▸ **What the task asks**: Copy the data below word for word, leaving out the pictures.

-------- Records shown --------

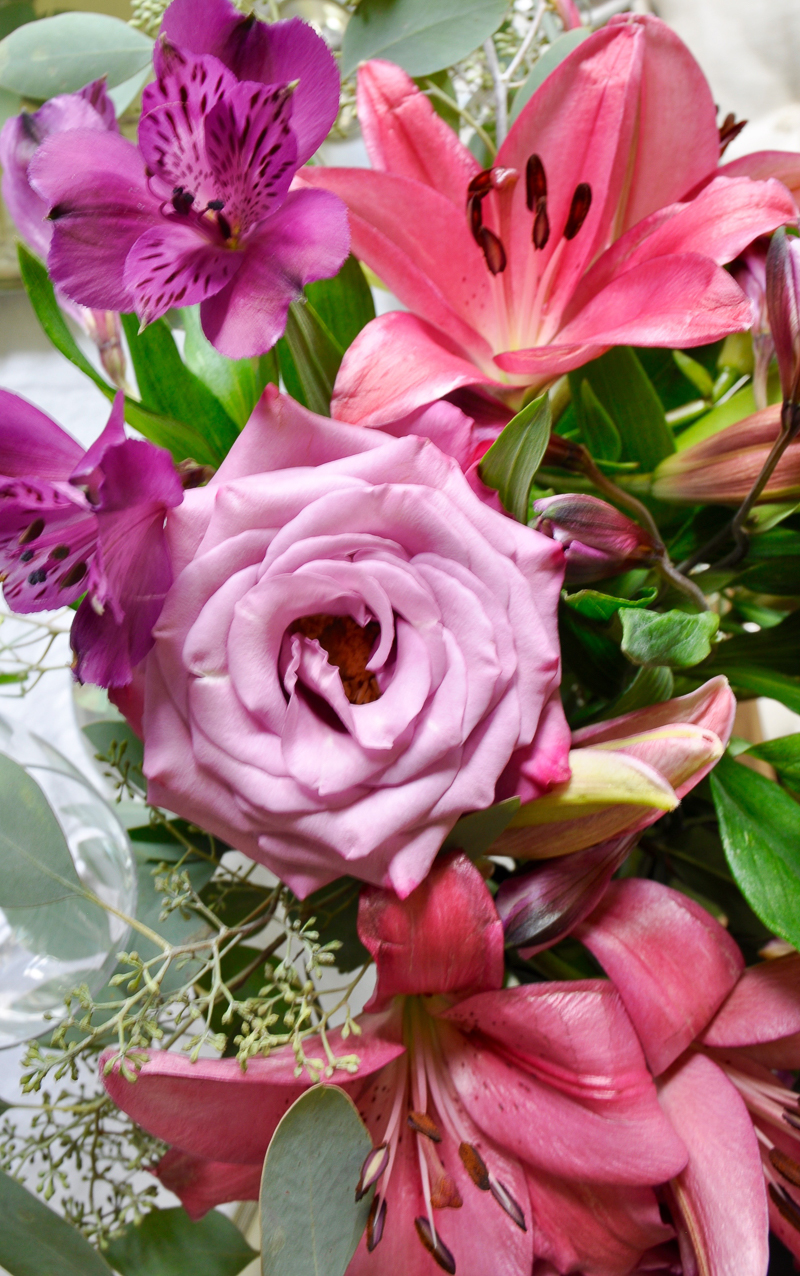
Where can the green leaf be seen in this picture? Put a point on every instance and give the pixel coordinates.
(516, 456)
(236, 383)
(61, 54)
(35, 863)
(310, 1223)
(309, 357)
(604, 606)
(37, 1242)
(474, 833)
(599, 430)
(784, 754)
(761, 832)
(180, 439)
(699, 377)
(674, 638)
(169, 388)
(343, 304)
(416, 35)
(167, 1243)
(627, 393)
(548, 63)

--------

▸ **Answer for the task**:
Where can the green leaf be seen in this picture? Put a point on every instance and give the pixel coordinates.
(516, 456)
(236, 383)
(61, 54)
(35, 863)
(310, 1223)
(309, 357)
(604, 606)
(37, 1242)
(474, 833)
(599, 430)
(784, 754)
(761, 832)
(180, 439)
(699, 377)
(674, 638)
(169, 388)
(343, 304)
(416, 35)
(167, 1243)
(627, 393)
(548, 63)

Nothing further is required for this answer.